- [Source excerpt]:
The platform was a scene of calm hysteria as family elders argued seating arrangements with conductors who ran to and fro, blowing whistles and wiping at the ice crystals hanging from their moustaches.  Most of the blackened train was covered in ice and frozen snow, having come through the night from Istanbul, and would be much more so when it finally arrived at its destination – the city of Van – eight hundred miles away to the east, a few days later.  After what seemed ages, all the passengers were tucked away somewhere on the train, the excess ice had been hammered away from the couplings and the ‘all aboard’ whistle blown.  I got back into my compartment.

The heater was now beginning to come to life and I scraped at the frost on the window until I could see out of it.  After a few false starts the old train heaved, sighed and began to lurch out of the station in spite of itself – its tired metalwork groaning in cold agony as it did so.  I dozed for a bit and came to again as we passed through the city suburbs.

Office workers, factory labourers and schoolchildren in their hundreds had now stirred and were crunching off through the snow to their daily recesses in the city, wrapped up and still shivering as they waited at level crossings or bus stops.  Rude homes of breezeblocks and cement let thin wisps of smoke into the air from metal chimneys.  Inside, at the other end of those smoking flues, no doubt, sat housewives and grandparents in big sweaters around the stoves having their morning tea and bread.

- [Data for processing]:

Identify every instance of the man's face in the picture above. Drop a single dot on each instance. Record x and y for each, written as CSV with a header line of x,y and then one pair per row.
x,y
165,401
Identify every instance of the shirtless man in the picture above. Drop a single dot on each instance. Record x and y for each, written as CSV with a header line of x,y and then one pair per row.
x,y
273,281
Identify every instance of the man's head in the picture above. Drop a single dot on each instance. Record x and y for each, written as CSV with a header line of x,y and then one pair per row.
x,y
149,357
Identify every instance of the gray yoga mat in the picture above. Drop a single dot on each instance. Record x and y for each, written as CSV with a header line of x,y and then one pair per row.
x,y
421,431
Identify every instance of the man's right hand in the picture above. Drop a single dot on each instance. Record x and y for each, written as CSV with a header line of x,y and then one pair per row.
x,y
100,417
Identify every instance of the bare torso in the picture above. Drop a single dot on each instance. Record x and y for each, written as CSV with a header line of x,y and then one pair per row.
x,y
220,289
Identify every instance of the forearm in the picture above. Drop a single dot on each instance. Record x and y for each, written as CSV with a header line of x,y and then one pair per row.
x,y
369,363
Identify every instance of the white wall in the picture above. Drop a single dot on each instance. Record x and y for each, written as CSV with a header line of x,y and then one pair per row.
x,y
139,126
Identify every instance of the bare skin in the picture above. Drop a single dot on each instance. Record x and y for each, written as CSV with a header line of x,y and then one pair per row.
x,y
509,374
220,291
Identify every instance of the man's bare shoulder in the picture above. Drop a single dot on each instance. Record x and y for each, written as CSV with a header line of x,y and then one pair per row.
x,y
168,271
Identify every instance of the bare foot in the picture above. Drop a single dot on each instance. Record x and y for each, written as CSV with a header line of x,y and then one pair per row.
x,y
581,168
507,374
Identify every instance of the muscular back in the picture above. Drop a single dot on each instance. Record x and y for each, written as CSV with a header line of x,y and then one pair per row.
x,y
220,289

- [Directives]:
**1.** Answer these questions about the train journey passage.
(a) From which city had the train come through the night?
(b) What city was the train's destination?
(c) What were the rude homes made of?
**2.** Rewrite the rows starting at the line that contains "Identify every instance of the bare torso" and continuing through the last of the rows, replacing "dot" with "marker" and changing nothing else.
The rows are unrelated to the train journey passage.

- [Problem solutions]:
**1.**
(a) Istanbul
(b) Van
(c) Breezeblocks and cement

**2.**
Identify every instance of the bare torso in the picture above. Drop a single marker on each instance. Record x and y for each, written as CSV with a header line of x,y and then one pair per row.
x,y
220,289
Identify every instance of the forearm in the picture above. Drop a single marker on each instance. Record x and y for each, written as CSV with a header line of x,y and then one pair per row.
x,y
369,363
Identify every instance of the white wall in the picture above. Drop a single marker on each instance. Record x and y for each, written as CSV with a header line of x,y and then one pair per row.
x,y
139,126
Identify every instance of the bare skin in the picture above. Drop a single marker on each instance. Record x and y for each, written as CSV with a header line of x,y and then one pair per row.
x,y
509,374
220,291
Identify every instance of the man's bare shoulder in the picture above. Drop a single marker on each instance. Record x and y for each, written as CSV with a header line of x,y and then one pair per row.
x,y
168,271
Identify every instance of the bare foot in the picture above. Drop a single marker on each instance. Record x and y for each, written as CSV with a header line of x,y and then one pair per row.
x,y
581,168
507,374
Identify every instance of the muscular back in the picture above. Drop a single marker on each instance. Record x and y for each, written as CSV with a header line of x,y and then one pair per row.
x,y
220,289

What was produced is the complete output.